[Region labeling records]
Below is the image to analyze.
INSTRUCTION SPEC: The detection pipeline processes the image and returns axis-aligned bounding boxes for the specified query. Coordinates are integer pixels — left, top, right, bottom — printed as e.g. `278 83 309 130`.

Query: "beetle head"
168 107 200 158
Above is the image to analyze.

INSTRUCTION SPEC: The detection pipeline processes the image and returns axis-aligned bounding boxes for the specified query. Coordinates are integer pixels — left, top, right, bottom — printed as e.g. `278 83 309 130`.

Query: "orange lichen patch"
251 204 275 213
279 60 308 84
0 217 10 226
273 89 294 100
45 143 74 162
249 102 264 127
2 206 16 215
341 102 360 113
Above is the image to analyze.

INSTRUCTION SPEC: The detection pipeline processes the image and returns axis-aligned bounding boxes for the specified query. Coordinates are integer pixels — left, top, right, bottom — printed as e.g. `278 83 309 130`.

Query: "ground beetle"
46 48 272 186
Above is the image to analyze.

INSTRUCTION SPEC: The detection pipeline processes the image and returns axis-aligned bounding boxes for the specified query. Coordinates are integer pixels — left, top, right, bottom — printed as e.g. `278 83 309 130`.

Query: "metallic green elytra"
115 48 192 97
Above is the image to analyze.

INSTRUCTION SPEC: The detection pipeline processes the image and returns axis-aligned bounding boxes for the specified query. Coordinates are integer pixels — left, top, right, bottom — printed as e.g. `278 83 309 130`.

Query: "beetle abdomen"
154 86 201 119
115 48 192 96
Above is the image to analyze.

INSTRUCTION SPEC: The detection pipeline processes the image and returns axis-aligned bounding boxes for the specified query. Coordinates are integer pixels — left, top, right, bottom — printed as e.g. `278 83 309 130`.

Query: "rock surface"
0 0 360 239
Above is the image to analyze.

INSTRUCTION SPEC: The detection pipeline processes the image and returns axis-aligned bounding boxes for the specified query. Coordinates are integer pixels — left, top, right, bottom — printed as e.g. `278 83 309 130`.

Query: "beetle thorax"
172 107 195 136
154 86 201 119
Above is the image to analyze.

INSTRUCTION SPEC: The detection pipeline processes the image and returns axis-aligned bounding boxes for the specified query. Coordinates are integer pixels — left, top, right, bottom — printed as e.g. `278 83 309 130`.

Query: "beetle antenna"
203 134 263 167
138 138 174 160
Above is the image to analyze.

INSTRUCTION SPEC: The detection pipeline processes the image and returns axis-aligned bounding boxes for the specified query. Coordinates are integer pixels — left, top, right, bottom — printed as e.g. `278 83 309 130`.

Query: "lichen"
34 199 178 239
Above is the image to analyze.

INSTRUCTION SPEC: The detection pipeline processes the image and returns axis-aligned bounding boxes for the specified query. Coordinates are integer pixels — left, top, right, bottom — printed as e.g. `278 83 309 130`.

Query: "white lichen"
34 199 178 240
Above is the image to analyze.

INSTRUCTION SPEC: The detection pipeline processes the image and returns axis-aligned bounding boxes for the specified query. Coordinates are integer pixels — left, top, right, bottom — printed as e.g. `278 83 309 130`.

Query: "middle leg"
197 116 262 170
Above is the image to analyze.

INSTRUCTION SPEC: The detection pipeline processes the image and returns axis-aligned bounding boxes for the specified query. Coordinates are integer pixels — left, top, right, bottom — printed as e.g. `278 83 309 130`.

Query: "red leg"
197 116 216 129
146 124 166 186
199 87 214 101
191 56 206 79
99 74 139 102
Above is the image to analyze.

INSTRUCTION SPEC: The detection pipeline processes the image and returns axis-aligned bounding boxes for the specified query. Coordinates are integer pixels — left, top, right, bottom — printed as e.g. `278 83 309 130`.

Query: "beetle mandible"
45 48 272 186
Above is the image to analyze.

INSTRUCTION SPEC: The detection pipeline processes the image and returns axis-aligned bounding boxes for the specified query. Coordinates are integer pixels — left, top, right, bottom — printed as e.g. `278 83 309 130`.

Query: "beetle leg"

### Task brief
Rewrite the records from their first line through the line holding "46 48 272 186", inclusive, putting "detection system" wherever "detection pipeline" appears and changing nothing else. Give back only those lines.

### Solution to this exercise
Below is the image to analyze.
INSTRUCTION SPEC: The detection system processes the image and returns axis-aligned bounding boxes for the specified query. Coordinates are integer pixels — left, top, right, bottom — printed as e.g. `278 83 309 130`.

Query: "beetle head"
168 107 200 158
Above is the image to analyze.

INSTRUCTION SPEC: The detection system processes the image and returns axis-aligned bounding boxes for the specified query. Coordinates are integer pixels — left, top, right, bottom — printed as e.g. `278 83 309 130`.

Query: "orange lichen patch"
251 204 275 213
279 60 308 84
0 217 10 226
273 89 294 100
45 143 74 162
249 102 264 127
2 206 16 215
341 102 360 113
Above is the image to analyze.

INSTRUCTION SPEC: The detection system processes the image and returns axis-aligned bounding boxes for the specified query. Coordinates are integer pixels — left, top, right, bottom — printed as e.g. `278 83 309 130`.

Query: "ground beetle"
46 48 272 186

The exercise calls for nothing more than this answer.